- _EXCERPTED DATA_
----

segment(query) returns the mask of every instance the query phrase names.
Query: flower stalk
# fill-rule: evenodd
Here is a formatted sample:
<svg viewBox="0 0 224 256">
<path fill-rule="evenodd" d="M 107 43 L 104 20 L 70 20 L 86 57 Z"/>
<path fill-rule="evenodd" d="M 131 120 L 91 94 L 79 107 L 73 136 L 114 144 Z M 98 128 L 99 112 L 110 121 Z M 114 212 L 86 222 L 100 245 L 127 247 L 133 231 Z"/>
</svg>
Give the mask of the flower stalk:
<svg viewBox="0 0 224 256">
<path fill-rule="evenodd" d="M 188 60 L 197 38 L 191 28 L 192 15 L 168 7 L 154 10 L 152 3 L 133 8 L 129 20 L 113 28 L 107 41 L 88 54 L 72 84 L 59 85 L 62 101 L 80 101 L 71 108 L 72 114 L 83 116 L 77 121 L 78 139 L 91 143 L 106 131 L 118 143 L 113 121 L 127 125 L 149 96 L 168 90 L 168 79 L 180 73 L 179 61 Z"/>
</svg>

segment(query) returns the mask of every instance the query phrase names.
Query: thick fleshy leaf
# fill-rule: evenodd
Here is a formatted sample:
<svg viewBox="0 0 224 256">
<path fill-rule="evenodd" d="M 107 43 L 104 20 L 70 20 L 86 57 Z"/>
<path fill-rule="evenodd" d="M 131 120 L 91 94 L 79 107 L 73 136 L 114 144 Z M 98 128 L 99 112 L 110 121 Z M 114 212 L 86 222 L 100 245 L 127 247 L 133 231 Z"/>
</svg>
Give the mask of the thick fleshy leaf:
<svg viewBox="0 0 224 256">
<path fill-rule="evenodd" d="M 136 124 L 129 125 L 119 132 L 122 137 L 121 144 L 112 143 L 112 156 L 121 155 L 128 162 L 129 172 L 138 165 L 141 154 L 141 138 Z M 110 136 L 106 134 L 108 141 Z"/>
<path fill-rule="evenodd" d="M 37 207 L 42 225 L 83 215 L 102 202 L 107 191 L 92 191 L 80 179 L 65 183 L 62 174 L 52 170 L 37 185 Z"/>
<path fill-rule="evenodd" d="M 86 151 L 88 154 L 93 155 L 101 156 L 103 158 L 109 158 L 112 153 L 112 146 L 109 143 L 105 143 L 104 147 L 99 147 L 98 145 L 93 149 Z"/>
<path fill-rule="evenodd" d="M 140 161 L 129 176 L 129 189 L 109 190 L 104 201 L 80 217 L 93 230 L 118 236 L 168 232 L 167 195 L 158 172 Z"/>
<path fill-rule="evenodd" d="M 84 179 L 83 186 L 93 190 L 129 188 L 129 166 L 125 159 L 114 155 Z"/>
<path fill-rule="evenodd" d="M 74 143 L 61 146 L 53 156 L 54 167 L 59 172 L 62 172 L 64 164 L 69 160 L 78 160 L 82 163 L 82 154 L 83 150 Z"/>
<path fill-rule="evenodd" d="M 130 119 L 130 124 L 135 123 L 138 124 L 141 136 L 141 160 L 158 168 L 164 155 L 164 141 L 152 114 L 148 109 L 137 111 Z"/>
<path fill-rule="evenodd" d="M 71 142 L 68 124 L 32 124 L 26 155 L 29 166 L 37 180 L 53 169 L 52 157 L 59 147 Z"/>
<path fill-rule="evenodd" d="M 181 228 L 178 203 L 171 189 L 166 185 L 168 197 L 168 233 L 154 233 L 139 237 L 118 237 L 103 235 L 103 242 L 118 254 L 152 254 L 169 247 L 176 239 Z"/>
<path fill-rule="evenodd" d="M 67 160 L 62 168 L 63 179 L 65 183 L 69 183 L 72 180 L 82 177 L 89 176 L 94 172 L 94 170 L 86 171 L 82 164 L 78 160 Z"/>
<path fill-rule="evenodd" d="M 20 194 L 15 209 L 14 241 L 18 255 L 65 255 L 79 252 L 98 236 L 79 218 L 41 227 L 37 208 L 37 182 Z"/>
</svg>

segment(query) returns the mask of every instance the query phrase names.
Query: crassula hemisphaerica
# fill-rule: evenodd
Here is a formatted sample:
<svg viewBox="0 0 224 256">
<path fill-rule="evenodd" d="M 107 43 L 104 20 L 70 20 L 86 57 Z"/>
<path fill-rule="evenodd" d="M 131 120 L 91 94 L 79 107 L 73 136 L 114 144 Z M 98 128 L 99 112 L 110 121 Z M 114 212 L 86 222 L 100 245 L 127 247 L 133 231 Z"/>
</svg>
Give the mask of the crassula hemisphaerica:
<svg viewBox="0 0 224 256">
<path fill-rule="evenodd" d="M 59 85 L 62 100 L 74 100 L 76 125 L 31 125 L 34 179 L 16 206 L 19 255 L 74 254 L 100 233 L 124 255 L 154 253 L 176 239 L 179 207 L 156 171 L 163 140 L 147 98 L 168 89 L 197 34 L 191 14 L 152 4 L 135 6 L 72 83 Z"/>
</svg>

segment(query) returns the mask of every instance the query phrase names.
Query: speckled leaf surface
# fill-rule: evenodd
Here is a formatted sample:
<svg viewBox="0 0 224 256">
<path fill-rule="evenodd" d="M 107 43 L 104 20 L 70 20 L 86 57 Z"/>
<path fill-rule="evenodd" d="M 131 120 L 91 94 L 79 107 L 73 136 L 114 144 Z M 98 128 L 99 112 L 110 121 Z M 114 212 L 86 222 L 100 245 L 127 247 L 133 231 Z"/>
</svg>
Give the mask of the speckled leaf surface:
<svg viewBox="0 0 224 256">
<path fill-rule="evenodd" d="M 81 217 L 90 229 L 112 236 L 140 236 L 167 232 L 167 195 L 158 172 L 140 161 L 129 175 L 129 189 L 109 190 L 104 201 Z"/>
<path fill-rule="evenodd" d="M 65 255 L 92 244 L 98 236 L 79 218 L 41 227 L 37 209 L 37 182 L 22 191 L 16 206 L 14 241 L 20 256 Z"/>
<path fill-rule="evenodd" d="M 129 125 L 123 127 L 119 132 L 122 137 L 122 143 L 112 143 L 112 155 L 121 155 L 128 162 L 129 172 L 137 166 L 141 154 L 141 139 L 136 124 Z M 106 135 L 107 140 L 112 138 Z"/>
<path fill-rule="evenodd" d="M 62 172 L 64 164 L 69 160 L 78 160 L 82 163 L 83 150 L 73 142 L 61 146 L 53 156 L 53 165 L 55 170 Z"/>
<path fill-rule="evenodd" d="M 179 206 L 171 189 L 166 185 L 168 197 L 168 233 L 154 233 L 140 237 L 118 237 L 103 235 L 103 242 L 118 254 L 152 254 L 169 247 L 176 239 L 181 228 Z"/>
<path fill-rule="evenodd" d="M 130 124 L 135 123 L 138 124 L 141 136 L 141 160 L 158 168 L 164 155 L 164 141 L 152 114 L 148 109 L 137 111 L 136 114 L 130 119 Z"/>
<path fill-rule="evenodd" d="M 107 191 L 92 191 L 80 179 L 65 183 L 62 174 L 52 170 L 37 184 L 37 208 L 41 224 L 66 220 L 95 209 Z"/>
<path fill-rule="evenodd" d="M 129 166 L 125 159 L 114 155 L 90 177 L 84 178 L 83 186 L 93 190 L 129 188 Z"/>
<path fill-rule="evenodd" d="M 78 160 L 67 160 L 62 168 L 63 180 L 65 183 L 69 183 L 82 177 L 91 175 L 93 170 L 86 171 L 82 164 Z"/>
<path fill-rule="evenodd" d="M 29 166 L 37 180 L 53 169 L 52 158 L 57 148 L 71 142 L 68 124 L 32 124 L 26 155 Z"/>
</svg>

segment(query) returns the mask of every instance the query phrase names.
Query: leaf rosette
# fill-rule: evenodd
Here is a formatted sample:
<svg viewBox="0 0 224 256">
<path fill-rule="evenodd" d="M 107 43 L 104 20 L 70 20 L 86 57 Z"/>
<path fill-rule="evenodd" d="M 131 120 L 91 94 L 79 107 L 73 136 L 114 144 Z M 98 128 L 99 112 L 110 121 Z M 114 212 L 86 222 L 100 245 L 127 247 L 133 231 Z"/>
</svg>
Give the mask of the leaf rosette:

----

Please identify each line in the listing above that contains the word "surface", and copy those lines.

Query: speckled leaf surface
Give the mask of the speckled leaf surface:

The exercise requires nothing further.